▶ _What to produce_:
Pick out every line in the material below that contains the word "coordinates" and copy each of those lines.

[[ Records for the task open ]]

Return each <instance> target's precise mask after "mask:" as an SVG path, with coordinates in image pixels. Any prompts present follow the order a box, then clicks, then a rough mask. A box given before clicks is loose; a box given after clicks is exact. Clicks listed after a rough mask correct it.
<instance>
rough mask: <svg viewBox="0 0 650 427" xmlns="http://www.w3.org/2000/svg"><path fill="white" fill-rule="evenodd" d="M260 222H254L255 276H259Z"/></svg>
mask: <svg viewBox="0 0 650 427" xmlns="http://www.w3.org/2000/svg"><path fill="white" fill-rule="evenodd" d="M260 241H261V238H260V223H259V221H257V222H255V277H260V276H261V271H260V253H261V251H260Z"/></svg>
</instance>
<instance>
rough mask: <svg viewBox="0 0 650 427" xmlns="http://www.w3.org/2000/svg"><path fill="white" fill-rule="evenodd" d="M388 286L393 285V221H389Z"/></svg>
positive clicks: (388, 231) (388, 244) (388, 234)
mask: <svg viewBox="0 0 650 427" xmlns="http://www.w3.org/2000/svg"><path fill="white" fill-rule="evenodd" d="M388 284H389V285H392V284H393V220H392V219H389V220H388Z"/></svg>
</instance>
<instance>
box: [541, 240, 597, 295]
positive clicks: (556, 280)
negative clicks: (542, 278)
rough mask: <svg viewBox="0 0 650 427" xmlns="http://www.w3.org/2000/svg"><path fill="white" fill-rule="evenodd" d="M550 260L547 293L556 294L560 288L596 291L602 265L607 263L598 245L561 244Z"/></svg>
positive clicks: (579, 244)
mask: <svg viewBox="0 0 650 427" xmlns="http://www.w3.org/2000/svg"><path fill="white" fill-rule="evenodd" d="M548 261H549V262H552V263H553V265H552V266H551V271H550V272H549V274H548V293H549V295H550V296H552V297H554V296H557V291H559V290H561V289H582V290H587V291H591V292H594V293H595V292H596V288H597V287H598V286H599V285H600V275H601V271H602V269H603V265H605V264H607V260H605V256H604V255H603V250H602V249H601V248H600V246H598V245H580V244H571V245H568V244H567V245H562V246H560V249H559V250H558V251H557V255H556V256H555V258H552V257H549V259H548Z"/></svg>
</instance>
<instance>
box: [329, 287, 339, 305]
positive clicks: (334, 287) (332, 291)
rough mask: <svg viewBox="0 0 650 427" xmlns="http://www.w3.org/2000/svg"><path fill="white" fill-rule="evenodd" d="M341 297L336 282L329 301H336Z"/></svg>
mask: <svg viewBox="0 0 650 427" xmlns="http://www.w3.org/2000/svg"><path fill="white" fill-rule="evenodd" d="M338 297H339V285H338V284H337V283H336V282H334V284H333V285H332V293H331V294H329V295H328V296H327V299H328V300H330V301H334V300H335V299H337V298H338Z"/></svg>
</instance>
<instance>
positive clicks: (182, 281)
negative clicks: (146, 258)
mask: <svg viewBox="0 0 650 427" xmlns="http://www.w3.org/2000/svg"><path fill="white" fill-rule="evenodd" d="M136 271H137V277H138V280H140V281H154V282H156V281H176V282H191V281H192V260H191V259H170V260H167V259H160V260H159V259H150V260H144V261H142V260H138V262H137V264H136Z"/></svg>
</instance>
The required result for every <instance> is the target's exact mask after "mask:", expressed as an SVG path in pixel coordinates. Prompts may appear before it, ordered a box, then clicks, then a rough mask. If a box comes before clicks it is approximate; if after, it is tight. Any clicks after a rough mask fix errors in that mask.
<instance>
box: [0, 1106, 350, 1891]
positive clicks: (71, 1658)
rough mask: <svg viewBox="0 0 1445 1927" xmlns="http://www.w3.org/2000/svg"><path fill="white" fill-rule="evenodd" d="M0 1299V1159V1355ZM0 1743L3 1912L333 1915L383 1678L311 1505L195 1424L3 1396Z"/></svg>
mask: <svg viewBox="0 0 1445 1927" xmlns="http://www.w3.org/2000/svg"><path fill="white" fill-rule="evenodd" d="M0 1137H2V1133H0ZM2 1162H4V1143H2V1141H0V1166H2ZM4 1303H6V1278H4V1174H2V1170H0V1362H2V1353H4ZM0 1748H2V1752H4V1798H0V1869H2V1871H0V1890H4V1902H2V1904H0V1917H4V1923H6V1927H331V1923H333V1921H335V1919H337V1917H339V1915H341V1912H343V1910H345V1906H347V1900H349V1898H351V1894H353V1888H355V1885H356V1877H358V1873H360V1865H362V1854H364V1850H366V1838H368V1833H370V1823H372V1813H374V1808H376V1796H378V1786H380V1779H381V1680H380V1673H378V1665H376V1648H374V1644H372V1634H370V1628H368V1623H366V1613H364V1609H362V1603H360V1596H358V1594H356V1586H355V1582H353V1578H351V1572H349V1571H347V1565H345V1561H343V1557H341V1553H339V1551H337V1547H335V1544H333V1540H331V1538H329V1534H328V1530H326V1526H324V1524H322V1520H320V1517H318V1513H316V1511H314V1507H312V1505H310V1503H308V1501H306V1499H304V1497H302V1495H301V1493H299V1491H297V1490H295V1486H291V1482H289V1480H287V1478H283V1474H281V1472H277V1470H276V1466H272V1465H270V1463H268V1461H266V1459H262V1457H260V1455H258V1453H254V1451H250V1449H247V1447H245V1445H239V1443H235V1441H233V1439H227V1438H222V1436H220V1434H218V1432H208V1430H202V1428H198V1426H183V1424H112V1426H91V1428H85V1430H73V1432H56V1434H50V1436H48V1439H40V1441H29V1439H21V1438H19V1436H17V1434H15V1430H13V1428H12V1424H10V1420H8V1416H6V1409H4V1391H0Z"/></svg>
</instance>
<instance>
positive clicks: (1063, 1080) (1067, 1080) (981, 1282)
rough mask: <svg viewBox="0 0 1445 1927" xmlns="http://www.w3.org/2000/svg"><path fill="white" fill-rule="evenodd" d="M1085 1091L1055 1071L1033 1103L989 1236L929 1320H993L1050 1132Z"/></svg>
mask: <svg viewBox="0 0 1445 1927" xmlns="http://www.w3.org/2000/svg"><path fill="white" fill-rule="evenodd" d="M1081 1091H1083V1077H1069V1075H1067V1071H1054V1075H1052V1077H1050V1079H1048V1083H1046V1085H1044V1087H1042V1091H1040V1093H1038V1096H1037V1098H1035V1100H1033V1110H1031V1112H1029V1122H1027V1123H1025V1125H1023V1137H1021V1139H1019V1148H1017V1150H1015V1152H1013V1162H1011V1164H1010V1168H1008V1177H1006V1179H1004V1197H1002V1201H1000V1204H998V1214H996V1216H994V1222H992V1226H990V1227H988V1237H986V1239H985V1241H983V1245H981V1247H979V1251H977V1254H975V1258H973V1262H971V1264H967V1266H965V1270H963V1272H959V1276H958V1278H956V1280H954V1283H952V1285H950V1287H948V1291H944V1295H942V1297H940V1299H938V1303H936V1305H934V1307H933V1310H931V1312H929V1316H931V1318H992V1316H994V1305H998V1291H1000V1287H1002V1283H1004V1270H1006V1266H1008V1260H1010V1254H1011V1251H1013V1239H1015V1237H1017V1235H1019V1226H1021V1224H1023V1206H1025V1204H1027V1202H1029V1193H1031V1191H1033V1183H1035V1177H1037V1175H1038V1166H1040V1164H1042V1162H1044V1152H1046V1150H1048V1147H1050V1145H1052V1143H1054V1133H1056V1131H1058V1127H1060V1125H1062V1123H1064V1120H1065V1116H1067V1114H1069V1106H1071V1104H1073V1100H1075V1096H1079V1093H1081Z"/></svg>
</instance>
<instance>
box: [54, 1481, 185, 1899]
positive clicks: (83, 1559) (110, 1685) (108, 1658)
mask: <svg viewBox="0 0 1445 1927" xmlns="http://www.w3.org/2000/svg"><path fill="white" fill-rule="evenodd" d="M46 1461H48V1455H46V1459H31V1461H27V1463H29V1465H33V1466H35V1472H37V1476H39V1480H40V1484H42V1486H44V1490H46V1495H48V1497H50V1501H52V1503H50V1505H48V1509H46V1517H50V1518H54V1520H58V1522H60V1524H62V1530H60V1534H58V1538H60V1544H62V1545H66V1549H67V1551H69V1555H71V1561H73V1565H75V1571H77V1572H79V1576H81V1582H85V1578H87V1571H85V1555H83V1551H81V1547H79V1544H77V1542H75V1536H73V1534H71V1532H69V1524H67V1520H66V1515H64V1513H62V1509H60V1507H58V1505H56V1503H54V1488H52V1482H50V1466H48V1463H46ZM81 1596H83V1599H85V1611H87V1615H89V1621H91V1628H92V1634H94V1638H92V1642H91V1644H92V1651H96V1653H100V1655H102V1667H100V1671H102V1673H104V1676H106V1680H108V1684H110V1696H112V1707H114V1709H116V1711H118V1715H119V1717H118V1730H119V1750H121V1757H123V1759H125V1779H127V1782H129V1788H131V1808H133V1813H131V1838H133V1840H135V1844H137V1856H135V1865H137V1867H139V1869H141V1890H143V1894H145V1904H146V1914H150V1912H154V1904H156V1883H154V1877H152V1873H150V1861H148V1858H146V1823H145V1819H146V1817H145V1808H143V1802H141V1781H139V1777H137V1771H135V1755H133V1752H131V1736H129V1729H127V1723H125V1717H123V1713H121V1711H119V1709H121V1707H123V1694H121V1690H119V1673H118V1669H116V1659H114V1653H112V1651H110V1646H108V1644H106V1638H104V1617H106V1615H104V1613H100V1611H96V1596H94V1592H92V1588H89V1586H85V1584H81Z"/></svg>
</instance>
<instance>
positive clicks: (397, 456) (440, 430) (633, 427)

[[ Records for the task closed ]]

▶ _Your solution_:
Return each <instance> target's precise mask after "mask:" as an SVG path, with coordinates in image pixels. Any prompts present follow the order a box, then clicks, then a rough mask. A box given before clicks is loose; a box given after clicks is exact. Clicks listed after a rough mask correct it.
The required result for every <instance> is the target's exact mask after "mask:", expressed as an SVG path in pixel coordinates. Prompts may appear before it, ordered a box, then clicks, then a rough mask. If a box comes before clicks it is approximate; if after, it is tight. Any clicks after a rough mask fix errors in that mask.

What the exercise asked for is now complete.